BRIEF – Can you render the whole listing below as a numbered list, omitting blank lines and leaving the pictures out?

SOURCE DATA –
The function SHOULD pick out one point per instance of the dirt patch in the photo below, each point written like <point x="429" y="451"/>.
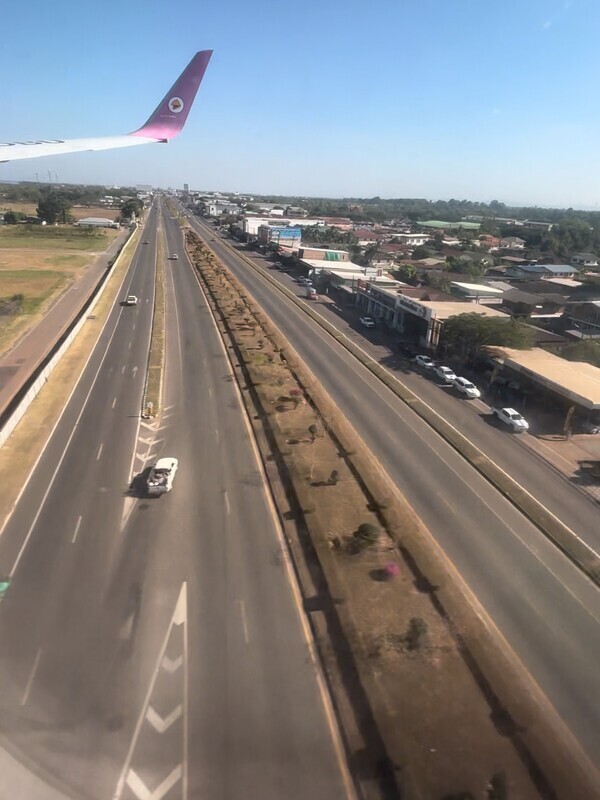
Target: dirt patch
<point x="424" y="712"/>
<point x="60" y="237"/>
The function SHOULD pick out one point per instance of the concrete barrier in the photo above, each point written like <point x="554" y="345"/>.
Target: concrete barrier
<point x="17" y="408"/>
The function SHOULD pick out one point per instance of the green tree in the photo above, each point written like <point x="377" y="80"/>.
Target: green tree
<point x="422" y="252"/>
<point x="53" y="206"/>
<point x="406" y="272"/>
<point x="468" y="333"/>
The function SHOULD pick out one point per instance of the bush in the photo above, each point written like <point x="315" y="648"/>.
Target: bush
<point x="417" y="630"/>
<point x="368" y="533"/>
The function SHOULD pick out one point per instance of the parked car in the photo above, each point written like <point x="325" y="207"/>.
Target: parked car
<point x="424" y="361"/>
<point x="161" y="475"/>
<point x="511" y="418"/>
<point x="467" y="388"/>
<point x="445" y="373"/>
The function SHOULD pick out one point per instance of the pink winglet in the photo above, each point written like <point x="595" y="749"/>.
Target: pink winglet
<point x="170" y="116"/>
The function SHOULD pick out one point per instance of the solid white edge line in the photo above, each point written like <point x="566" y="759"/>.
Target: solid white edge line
<point x="27" y="691"/>
<point x="76" y="529"/>
<point x="68" y="400"/>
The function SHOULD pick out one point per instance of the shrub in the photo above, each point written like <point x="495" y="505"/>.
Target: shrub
<point x="368" y="533"/>
<point x="417" y="630"/>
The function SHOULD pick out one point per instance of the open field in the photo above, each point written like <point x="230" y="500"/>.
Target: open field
<point x="78" y="212"/>
<point x="11" y="259"/>
<point x="39" y="262"/>
<point x="55" y="238"/>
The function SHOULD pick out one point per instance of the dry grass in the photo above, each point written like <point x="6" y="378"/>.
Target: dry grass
<point x="157" y="344"/>
<point x="51" y="238"/>
<point x="24" y="446"/>
<point x="78" y="212"/>
<point x="435" y="720"/>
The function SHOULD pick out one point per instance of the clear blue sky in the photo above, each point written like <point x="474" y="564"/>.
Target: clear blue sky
<point x="476" y="99"/>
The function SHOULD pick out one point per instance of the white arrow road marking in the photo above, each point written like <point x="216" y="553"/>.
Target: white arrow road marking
<point x="161" y="724"/>
<point x="128" y="775"/>
<point x="141" y="791"/>
<point x="171" y="666"/>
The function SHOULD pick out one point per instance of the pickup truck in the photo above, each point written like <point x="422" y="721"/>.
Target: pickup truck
<point x="511" y="418"/>
<point x="160" y="478"/>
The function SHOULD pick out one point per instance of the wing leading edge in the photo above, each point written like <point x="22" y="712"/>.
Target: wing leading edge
<point x="164" y="124"/>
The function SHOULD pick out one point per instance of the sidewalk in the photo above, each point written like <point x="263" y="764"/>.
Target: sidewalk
<point x="17" y="365"/>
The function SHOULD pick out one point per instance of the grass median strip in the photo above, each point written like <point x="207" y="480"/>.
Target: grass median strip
<point x="419" y="667"/>
<point x="156" y="356"/>
<point x="579" y="552"/>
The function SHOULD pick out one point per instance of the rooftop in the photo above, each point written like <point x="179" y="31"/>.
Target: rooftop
<point x="445" y="310"/>
<point x="477" y="288"/>
<point x="575" y="380"/>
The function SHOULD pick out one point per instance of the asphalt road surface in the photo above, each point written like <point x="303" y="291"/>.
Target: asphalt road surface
<point x="153" y="647"/>
<point x="546" y="609"/>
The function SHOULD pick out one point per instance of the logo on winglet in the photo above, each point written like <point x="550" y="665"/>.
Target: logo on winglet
<point x="176" y="105"/>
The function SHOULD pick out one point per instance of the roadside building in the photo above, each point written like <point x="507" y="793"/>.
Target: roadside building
<point x="583" y="319"/>
<point x="554" y="380"/>
<point x="280" y="235"/>
<point x="533" y="306"/>
<point x="513" y="243"/>
<point x="411" y="239"/>
<point x="382" y="259"/>
<point x="542" y="271"/>
<point x="438" y="224"/>
<point x="477" y="292"/>
<point x="587" y="260"/>
<point x="416" y="314"/>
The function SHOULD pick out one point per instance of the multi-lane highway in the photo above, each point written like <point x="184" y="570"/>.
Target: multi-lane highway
<point x="154" y="647"/>
<point x="547" y="610"/>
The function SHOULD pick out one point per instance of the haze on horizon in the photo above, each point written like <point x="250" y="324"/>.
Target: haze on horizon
<point x="427" y="98"/>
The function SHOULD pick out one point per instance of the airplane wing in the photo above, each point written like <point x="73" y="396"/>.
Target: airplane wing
<point x="165" y="123"/>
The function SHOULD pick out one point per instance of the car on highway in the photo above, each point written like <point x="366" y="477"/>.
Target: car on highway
<point x="445" y="373"/>
<point x="465" y="387"/>
<point x="424" y="361"/>
<point x="511" y="418"/>
<point x="161" y="476"/>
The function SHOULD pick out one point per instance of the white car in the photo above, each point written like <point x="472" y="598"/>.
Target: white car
<point x="424" y="361"/>
<point x="446" y="374"/>
<point x="511" y="418"/>
<point x="467" y="388"/>
<point x="161" y="475"/>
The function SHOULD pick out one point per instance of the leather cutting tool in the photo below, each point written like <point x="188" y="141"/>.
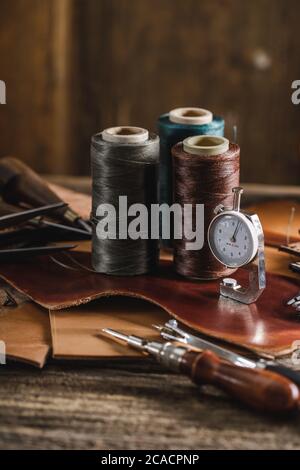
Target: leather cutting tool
<point x="171" y="331"/>
<point x="259" y="389"/>
<point x="21" y="217"/>
<point x="19" y="184"/>
<point x="39" y="222"/>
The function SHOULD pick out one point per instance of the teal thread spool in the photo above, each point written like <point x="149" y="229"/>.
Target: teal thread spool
<point x="174" y="127"/>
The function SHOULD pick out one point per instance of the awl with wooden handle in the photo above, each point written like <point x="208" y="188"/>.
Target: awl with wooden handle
<point x="259" y="389"/>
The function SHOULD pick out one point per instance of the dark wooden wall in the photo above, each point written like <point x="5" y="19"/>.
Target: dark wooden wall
<point x="73" y="67"/>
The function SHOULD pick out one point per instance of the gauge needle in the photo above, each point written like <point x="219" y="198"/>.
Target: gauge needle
<point x="233" y="238"/>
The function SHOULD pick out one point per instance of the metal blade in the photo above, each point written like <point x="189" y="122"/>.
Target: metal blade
<point x="17" y="218"/>
<point x="197" y="342"/>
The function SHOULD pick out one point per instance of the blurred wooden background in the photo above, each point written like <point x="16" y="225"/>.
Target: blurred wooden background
<point x="73" y="67"/>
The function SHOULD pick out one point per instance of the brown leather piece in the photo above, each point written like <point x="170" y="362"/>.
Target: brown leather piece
<point x="77" y="332"/>
<point x="25" y="329"/>
<point x="269" y="325"/>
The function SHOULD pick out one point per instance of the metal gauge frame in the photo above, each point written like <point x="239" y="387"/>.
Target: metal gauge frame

SOLVED EXERCISE –
1. The function SHOULD pick out one point per instance of the dirt patch in the photo below, each point written like <point x="429" y="451"/>.
2. Target: dirt patch
3. <point x="424" y="712"/>
4. <point x="60" y="237"/>
5. The function SHOULD pick out one point per instance of the concrete barrier in the photo above, each point written like <point x="554" y="345"/>.
6. Target: concrete barrier
7. <point x="17" y="408"/>
8. The function SHOULD pick out one point per instance of the green tree in the photo above, each point written like <point x="377" y="80"/>.
9. Target: green tree
10. <point x="422" y="252"/>
11. <point x="53" y="206"/>
12. <point x="406" y="272"/>
13. <point x="468" y="333"/>
14. The function SHOULD pick out one point per instance of the bush in the photo above, each point written like <point x="315" y="648"/>.
15. Target: bush
16. <point x="417" y="630"/>
17. <point x="368" y="533"/>
18. The function SHOULD pick out one point per instance of the parked car in the photo above, each point written like <point x="325" y="207"/>.
19. Target: parked car
20. <point x="424" y="361"/>
21. <point x="161" y="475"/>
22. <point x="511" y="418"/>
23. <point x="467" y="388"/>
24. <point x="445" y="373"/>
25. The function SHOULD pick out one point per instance of the pink winglet in the photo above, each point written like <point x="595" y="749"/>.
26. Target: pink winglet
27. <point x="170" y="116"/>
28. The function SHOULD pick out one point per instance of the solid white edge line in the photo above, each point written like <point x="566" y="759"/>.
29. Target: solid white edge line
30. <point x="27" y="691"/>
31. <point x="76" y="529"/>
32. <point x="68" y="400"/>
33. The function SHOULD pick out one point per instance of the shrub in the photo above, each point written like <point x="495" y="505"/>.
34. Target: shrub
35. <point x="368" y="533"/>
36. <point x="417" y="630"/>
37. The function SHOULD pick out one point per instance of the open field in the photo above, each point written like <point x="230" y="500"/>.
38. Target: open field
39. <point x="78" y="212"/>
40. <point x="11" y="259"/>
41. <point x="39" y="262"/>
42. <point x="55" y="238"/>
43. The function SHOULD pick out one point per instance of the dry grass in the photo above, each point written like <point x="6" y="378"/>.
44. Target: dry grass
45. <point x="157" y="344"/>
46. <point x="51" y="238"/>
47. <point x="24" y="446"/>
48. <point x="78" y="212"/>
49. <point x="435" y="720"/>
50. The function SHOULD pick out one point per instance of the clear blue sky in the photo above, each point written like <point x="474" y="564"/>.
51. Target: clear blue sky
52. <point x="476" y="99"/>
53. The function SHOULD pick out one point per instance of the white arrow road marking in the photo above, each point written like <point x="216" y="553"/>.
54. Target: white arrow road marking
55. <point x="161" y="724"/>
56. <point x="128" y="775"/>
57. <point x="141" y="791"/>
58. <point x="171" y="666"/>
59. The function SHOULD pick out one point per instance of the pickup truck in the photo above, each point written like <point x="422" y="721"/>.
60. Target: pickup truck
61. <point x="511" y="418"/>
62. <point x="160" y="478"/>
63. The function SHOULD pick out one point per instance of the wing leading edge in the photo above, each point written like <point x="22" y="712"/>.
64. Target: wing leading edge
65. <point x="164" y="124"/>
66. The function SHOULD pick out one point per instance of the sidewalk in the photo above, each point written like <point x="263" y="764"/>.
67. Target: sidewalk
68. <point x="17" y="365"/>
69. The function SHOULD pick out one point per instance of the grass median strip in the photo above, each point written like <point x="207" y="480"/>.
70. Target: grass median strip
71. <point x="419" y="667"/>
72. <point x="156" y="356"/>
73. <point x="579" y="552"/>
74. The function SHOULD pick out one point per instance of the rooftop in the photo above, each point written like <point x="179" y="31"/>.
75. Target: rooftop
76. <point x="445" y="310"/>
77. <point x="477" y="288"/>
78. <point x="575" y="380"/>
79. The function SHOULD pick out one point per instance of the asphalt road surface in the photo above, each point written like <point x="303" y="291"/>.
80. Target: asphalt road surface
81. <point x="153" y="647"/>
82. <point x="546" y="609"/>
83. The function SHOULD pick out one point per instance of the logo on winglet in the photo above, each point written like <point x="550" y="665"/>.
84. Target: logo on winglet
85. <point x="176" y="105"/>
86. The function SHOULD pick out one point per instance of the roadside building in the photo above, each point written like <point x="507" y="793"/>.
87. Target: roadside building
88. <point x="583" y="319"/>
89. <point x="554" y="380"/>
90. <point x="280" y="235"/>
91. <point x="533" y="306"/>
92. <point x="513" y="243"/>
93. <point x="411" y="239"/>
94. <point x="382" y="259"/>
95. <point x="542" y="271"/>
96. <point x="438" y="224"/>
97. <point x="477" y="292"/>
98. <point x="587" y="260"/>
99. <point x="416" y="314"/>
100. The function SHOULD pick out one point per instance of the multi-lane highway in the photo above, each point written like <point x="184" y="570"/>.
101. Target: multi-lane highway
102. <point x="154" y="647"/>
103. <point x="547" y="610"/>
104. The function SHOULD pick out one point per instance of the haze on horizon in the photo above, each point written like <point x="250" y="324"/>.
105. Target: haze on horizon
106. <point x="427" y="98"/>
107. The function SHOULD pick out one point per instance of the airplane wing in the photo above, each point written like <point x="73" y="396"/>.
108. Target: airplane wing
109. <point x="165" y="123"/>
110. The function SHOULD pick out one point per instance of the car on highway in the photo above, each point written like <point x="366" y="477"/>.
111. Target: car on highway
112. <point x="445" y="373"/>
113. <point x="465" y="387"/>
114. <point x="424" y="361"/>
115. <point x="511" y="418"/>
116. <point x="161" y="476"/>
117. The function SHOULD pick out one point per instance of the white car in the photo above, each point written like <point x="472" y="598"/>.
118. Target: white car
119. <point x="424" y="361"/>
120. <point x="446" y="374"/>
121. <point x="511" y="418"/>
122. <point x="467" y="388"/>
123. <point x="161" y="475"/>
124. The function SHOULD pick out one point per instance of the leather cutting tool in the photo below, each point written like <point x="188" y="141"/>.
125. Target: leather cutting tool
126. <point x="171" y="331"/>
127. <point x="259" y="389"/>
128. <point x="21" y="217"/>
129. <point x="19" y="184"/>
130. <point x="39" y="222"/>
131. The function SHOULD pick out one point per instance of the teal thread spool in the photo above, each point written like <point x="149" y="229"/>.
132. Target: teal thread spool
133. <point x="174" y="127"/>
134. The function SHOULD pick out one point per instance of the awl with wooden handle in the photo above, each point written like <point x="208" y="188"/>.
135. Target: awl with wooden handle
136. <point x="259" y="389"/>
137. The function SHOULD pick out one point per instance of the dark wooden wall in the photo above, each point written like <point x="5" y="19"/>.
138. Target: dark wooden wall
139. <point x="73" y="67"/>
140. The function SHOULD pick out one point per instance of the gauge needle in the photo above, each point written like <point x="219" y="198"/>.
141. Target: gauge needle
142. <point x="233" y="238"/>
143. The function SHOULD pick out one point per instance of the metal blade in the photo above, each point written like <point x="189" y="122"/>.
144. Target: metal blade
145. <point x="17" y="218"/>
146. <point x="197" y="342"/>
147. The function SHOULD pick out one point per instance of the blurred wooden background in the photo above, each point written like <point x="16" y="225"/>.
148. Target: blurred wooden background
149. <point x="73" y="67"/>
150. The function SHOULD pick out one point per instance of the brown leather piece in the photo above, each point written like <point x="170" y="362"/>.
151. Target: brown leather piece
152. <point x="77" y="332"/>
153. <point x="25" y="329"/>
154. <point x="269" y="325"/>
155. The function SHOULD pick out one point per instance of the metal gauge frame in the photo above, each point written like <point x="239" y="387"/>.
156. Target: metal gauge frame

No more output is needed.